[Opening Text provided section]

So once upon a time, I used to work at a Big Publishing House that made textbooks, which have crazy-tight and crazy-serious deadlines. And as I learned most of my publishing process there, deadlines being really fucking serious business got firmly entrenched in how I do things.
I don't miss deadlines.
And blowing a deadline for me is the shortest route possible to never working for me again, full stop, no exceptions, no joke. You've demonstrated that you are not reliable at gauging your own time, your own process, your own life, and you're not taking responsibility for the choices you make and how you communicate with the people you work with. And there are so many other fish in the sea that I don't need to put up with that from you, ever again.
The email saying, "Hey, I won't be able to make my upcoming deadline," that's fine. That does not set the emergency lights spinning and the klaxons wailing. That email is, in fact, awesome.
That email, which is sent as soon as you know a deadline is going to be a problem, keeps me in the loop, lets me make informed decisions, and shows that you're taking responsibility for whatever the problem is, whether it's a schedule oversight or a life-and-death hospital emergency. That email, which also should include a revised deadline, lets me adjust my plans now, while I have lead time, instead of three days after the day I was expecting to get work back from you.
That email is how professionals and equals communicate, and I probably respect you more, not less, when I get it. Because we all know shit happens, the important thing is how you deal with it.

[Closing Text provided section]
[Opening Excerpted data section]

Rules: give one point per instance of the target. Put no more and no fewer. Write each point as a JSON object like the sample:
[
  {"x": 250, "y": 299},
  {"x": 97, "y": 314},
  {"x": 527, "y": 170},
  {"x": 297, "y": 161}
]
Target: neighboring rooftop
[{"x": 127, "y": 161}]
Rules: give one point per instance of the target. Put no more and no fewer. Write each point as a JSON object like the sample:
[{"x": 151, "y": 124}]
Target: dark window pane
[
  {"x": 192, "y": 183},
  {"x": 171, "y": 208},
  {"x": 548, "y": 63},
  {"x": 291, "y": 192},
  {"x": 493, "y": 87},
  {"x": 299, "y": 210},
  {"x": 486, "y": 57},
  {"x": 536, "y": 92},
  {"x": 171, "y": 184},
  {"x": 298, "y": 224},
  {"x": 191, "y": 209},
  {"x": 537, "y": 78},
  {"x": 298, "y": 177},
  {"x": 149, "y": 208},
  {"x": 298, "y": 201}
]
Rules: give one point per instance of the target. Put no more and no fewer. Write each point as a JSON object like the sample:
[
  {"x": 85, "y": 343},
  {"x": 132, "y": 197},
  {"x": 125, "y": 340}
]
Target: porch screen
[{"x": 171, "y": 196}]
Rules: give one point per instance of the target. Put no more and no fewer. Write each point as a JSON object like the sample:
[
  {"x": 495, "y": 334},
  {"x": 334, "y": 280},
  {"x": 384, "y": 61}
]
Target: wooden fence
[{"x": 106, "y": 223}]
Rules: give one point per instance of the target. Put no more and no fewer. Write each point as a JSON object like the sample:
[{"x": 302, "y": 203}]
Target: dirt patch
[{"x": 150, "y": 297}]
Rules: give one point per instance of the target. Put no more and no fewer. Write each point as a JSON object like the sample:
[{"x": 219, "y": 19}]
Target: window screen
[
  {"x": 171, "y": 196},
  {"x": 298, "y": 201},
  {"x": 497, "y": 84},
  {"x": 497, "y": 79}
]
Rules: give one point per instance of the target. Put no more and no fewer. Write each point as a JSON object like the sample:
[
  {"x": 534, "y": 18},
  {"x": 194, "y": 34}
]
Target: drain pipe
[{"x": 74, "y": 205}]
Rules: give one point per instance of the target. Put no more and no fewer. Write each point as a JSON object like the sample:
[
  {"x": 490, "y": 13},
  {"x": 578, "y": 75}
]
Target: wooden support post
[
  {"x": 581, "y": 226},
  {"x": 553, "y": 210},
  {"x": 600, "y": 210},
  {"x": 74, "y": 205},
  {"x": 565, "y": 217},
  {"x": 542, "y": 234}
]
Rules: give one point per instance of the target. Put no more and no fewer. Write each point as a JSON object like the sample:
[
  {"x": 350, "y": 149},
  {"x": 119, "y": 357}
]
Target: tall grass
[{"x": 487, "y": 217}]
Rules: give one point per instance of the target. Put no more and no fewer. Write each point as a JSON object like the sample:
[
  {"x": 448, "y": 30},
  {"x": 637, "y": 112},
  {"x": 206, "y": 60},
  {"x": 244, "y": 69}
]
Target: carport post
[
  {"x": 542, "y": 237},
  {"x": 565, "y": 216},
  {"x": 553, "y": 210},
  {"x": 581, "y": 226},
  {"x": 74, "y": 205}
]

[Closing Excerpted data section]
[Opening Excerpted data section]

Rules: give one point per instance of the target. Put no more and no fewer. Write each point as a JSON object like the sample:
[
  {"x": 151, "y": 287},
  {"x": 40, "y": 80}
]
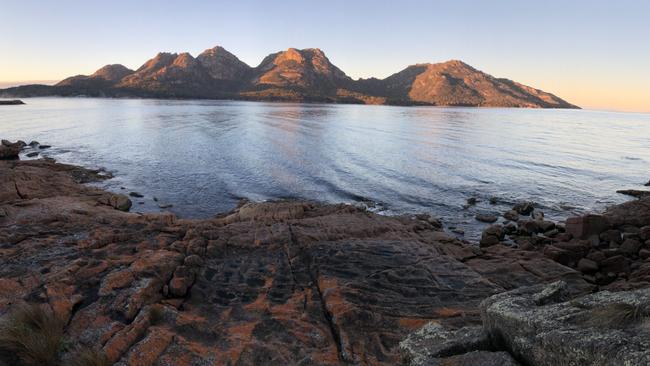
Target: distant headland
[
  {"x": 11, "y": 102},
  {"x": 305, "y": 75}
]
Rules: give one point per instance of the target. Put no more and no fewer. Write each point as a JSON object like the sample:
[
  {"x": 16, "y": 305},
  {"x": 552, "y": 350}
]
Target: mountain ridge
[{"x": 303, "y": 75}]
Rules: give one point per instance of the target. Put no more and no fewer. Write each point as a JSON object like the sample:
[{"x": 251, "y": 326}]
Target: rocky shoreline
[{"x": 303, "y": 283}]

[Closing Excerpted data section]

▸ Complete the following
(a) In the deadlines text, list what the paragraph beginning "That email, which is sent as soon as" says the email does.
(b) Write out the deadlines text from "So once upon" to "don't miss deadlines.", swapping every "deadlines" for "due dates".

▸ List of answers
(a)
- Keeps the writer in the loop
- Lets the writer make informed decisions
- Shows that the sender is taking responsibility for whatever the problem is
- Lets the writer adjust plans now, while there is lead time, instead of three days after the day work was expected back

(b)
So once upon a time, I used to work at a Big Publishing House that made textbooks, which have crazy-tight and crazy-serious due dates. And as I learned most of my publishing process there, due dates being really fucking serious business got firmly entrenched in how I do things.
I don't miss due dates.